Tasks to complete
1 - From the comment thread on LLMs and learning, list everything that the sentence beginning "IMHO, writing the actual code" names as more important to focus on than writing code.
2 - Render this sentence from the comment thread on LLMs and learning in Spanish: "Humans suffer from automation bias and other cognitive biases."
3 - Reproduce the comment thread on LLMs and learning word for word from "The real thing" up to and including "other cognitive biases.".

Selected extract Start Marker

The real thing that LLMs do that is bad for learning is that you don’t need to ask it the right question to find your answer. This is good if you already know the subject but if you don’t know the subject you’re not getting that reinforcement in your short term memory and you will find things you learned through LLMs are not retained as long as if you did more of it yourself.
nyrikki
8 hours ago
It is a bit more complicated, as it can be harmful for experts also, and the more reliable it gets the more problematic it becomes.
Humans suffer from automation bias and other cognitive biases.
Anything that causes disengagement from a process can be challenging, especially with long term maintainability and architectural erosion, which is mostly what I actively search for to try and avoid complacency with these tools.
But it takes active effort to avoid for all humans.
IMHO, writing the actual code has always been less of an issue than focusing on domain needs, details, and maintainability.
As distrusting automation is unfortunately one of the best methods of fighting automation bias I do try to balance encouraging junior individuals to use tools that boost productivity while making sure they still maintain ownership of the delivered product.
If you use the red-green refactor method, avoiding generative tools for the test and refactor steps seems to work.
But selling TDD in general can be challenging especially with Holmström's theorem, and the tendency of people to write implementation tests vs focusing on domain needs.
It is a bit of a paradox that the better the tools become, the higher the risk is, but I would encourage people to try the above, just don't make the mistake of copying the prompts required to get from red to green as the domain tests, there is a serious risk of coupling to the prompts.
We will see if this works for me long term, but I do think beginners manually refactoring with though could be an accelerator.
But only with intentionally focusing on learning why over time.

Selected extract End Marker
Given information Start Marker

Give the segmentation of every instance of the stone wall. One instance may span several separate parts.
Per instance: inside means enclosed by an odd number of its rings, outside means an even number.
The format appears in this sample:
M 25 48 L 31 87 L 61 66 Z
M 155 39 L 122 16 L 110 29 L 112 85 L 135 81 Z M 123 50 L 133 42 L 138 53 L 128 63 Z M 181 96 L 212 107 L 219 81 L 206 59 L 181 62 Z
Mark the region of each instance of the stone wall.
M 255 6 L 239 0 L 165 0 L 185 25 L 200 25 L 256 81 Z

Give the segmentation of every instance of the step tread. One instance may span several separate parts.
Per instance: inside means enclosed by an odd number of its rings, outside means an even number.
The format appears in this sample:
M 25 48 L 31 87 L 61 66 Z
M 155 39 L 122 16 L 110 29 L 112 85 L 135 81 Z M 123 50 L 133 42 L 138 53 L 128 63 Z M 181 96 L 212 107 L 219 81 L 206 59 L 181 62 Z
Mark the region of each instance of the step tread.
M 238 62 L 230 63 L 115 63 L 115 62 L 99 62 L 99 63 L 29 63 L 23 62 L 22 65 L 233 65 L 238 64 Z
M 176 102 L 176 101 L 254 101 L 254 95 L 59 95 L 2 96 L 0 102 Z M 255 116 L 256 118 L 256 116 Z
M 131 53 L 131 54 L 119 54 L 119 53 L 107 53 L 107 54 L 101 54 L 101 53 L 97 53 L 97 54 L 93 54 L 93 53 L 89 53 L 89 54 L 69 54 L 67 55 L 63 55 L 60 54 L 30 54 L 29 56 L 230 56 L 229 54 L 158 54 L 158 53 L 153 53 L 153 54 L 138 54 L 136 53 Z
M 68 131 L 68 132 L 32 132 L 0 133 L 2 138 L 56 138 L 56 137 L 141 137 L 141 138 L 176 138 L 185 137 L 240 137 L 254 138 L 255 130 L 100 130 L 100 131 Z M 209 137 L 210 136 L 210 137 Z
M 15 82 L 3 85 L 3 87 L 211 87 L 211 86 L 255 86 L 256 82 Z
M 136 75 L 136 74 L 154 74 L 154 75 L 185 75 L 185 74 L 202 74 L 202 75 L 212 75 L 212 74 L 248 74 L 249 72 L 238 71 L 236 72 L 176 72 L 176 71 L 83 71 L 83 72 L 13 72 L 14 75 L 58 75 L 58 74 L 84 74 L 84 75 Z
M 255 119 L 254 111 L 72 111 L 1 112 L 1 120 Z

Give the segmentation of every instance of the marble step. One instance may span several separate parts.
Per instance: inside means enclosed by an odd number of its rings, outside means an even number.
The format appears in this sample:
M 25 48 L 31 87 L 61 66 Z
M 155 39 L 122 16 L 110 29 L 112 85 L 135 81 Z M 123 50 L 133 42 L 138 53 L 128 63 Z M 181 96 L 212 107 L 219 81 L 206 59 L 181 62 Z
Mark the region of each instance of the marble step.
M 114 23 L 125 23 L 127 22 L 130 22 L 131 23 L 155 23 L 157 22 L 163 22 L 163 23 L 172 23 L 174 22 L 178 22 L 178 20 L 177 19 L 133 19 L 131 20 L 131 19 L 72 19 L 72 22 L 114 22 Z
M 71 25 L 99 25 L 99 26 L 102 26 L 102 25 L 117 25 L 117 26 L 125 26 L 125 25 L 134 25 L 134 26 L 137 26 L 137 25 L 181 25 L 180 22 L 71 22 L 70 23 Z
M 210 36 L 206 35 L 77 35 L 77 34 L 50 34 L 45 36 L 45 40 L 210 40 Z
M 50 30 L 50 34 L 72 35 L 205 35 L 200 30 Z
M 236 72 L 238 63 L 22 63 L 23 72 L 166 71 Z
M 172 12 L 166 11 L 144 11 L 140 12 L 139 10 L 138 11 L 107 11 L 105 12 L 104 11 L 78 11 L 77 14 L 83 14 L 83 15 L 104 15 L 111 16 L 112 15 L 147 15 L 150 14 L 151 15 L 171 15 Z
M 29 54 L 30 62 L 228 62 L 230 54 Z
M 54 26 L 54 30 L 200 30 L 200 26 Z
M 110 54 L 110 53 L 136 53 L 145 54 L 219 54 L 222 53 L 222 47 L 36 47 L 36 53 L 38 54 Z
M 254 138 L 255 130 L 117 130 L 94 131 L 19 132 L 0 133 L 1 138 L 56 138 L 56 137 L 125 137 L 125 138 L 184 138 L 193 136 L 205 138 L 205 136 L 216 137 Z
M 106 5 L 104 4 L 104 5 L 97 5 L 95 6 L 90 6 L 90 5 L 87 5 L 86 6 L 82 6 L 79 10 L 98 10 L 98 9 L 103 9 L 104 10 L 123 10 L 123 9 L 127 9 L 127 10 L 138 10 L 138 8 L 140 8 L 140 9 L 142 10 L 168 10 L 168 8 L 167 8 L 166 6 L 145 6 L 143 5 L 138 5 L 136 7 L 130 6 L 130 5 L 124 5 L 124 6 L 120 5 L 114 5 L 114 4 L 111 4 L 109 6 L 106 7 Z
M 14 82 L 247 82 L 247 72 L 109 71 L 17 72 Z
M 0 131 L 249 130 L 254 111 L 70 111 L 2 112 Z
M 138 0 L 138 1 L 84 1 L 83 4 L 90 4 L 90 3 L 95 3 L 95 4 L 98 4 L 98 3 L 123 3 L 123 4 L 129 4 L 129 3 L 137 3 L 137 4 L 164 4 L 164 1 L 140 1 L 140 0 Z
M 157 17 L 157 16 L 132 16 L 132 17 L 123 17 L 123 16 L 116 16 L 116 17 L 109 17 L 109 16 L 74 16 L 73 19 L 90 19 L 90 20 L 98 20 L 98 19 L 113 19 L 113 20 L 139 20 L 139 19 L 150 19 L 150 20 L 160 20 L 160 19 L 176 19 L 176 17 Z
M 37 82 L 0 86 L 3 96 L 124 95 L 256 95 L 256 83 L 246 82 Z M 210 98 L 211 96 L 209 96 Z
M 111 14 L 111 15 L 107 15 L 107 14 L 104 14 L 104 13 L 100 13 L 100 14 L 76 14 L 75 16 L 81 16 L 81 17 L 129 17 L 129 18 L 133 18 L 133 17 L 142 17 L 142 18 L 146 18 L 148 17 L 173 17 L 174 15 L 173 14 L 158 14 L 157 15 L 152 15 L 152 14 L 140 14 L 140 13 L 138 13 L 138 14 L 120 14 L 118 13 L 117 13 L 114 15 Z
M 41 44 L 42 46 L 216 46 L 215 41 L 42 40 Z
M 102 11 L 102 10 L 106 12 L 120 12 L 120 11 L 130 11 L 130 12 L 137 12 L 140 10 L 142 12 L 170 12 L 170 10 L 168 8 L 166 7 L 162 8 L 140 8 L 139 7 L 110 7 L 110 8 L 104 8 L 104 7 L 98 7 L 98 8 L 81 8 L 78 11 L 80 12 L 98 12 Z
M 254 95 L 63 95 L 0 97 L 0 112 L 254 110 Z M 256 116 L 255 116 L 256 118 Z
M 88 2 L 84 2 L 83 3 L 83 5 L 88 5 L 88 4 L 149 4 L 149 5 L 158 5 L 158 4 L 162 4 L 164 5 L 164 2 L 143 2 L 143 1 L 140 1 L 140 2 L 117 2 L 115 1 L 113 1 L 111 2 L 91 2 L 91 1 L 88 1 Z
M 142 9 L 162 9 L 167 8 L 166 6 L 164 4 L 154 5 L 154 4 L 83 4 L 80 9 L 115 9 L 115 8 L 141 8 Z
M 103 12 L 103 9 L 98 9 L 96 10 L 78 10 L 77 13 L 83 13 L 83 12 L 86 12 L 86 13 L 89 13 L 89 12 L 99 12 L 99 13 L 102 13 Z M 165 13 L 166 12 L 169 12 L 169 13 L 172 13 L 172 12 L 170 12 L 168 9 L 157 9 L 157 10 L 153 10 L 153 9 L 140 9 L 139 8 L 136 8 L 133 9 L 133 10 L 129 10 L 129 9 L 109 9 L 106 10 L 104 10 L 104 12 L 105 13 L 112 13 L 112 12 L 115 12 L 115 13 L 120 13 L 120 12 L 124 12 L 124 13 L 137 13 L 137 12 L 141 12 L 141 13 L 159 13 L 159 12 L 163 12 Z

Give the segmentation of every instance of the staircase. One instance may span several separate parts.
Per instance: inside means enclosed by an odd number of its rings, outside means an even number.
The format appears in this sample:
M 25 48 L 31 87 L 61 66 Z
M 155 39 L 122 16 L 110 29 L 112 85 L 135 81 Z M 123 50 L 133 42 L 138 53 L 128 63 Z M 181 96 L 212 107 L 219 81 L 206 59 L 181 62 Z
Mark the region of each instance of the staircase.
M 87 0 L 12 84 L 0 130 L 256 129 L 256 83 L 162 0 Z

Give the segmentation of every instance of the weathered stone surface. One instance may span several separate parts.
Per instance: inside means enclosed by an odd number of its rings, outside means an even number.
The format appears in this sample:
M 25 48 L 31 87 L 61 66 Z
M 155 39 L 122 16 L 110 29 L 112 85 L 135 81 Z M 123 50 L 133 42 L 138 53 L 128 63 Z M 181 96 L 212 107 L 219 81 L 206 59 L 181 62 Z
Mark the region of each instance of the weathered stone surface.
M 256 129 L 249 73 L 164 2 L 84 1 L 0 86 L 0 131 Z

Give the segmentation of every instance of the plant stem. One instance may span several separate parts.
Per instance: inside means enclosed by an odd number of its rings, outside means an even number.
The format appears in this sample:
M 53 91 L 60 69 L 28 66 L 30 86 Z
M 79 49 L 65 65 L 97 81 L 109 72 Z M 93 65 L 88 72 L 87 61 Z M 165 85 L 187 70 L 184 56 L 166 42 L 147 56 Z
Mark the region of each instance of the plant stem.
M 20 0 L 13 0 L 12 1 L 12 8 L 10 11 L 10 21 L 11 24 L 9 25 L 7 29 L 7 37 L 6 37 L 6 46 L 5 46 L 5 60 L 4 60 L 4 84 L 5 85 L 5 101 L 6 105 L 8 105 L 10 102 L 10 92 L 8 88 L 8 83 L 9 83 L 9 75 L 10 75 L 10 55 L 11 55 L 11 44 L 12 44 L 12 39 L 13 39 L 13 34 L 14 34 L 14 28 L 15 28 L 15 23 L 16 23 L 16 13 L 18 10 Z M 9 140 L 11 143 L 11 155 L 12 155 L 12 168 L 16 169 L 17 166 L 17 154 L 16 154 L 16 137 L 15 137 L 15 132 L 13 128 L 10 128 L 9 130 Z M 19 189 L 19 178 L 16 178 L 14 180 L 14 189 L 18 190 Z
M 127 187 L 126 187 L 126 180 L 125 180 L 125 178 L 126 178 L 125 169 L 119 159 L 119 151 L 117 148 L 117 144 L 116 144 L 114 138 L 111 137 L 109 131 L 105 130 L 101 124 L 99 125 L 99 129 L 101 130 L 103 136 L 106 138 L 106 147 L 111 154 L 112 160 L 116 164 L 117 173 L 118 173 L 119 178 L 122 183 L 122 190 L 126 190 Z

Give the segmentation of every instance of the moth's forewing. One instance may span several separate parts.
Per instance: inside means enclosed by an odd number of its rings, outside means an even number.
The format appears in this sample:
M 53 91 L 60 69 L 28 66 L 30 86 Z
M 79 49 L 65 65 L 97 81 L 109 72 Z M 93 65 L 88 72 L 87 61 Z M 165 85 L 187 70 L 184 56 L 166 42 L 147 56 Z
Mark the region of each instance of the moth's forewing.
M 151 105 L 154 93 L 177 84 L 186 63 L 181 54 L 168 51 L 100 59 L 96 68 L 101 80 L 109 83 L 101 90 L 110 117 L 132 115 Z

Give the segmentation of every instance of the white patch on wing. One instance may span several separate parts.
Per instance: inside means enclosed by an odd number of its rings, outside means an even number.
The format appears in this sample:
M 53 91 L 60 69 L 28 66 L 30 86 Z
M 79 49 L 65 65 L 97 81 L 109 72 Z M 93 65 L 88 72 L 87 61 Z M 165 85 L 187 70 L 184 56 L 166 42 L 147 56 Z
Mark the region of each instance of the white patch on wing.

Given information End Marker

Solutions by task
1 -
domain needs
details
maintainability

2 - Los humanos sufren de sesgo de automatización y de otros sesgos cognitivos.

3 -
The real thing that LLMs do that is bad for learning is that you don’t need to ask it the right question to find your answer. This is good if you already know the subject but if you don’t know the subject you’re not getting that reinforcement in your short term memory and you will find things you learned through LLMs are not retained as long as if you did more of it yourself.
nyrikki
8 hours ago
It is a bit more complicated, as it can be harmful for experts also, and the more reliable it gets the more problematic it becomes.
Humans suffer from automation bias and other cognitive biases.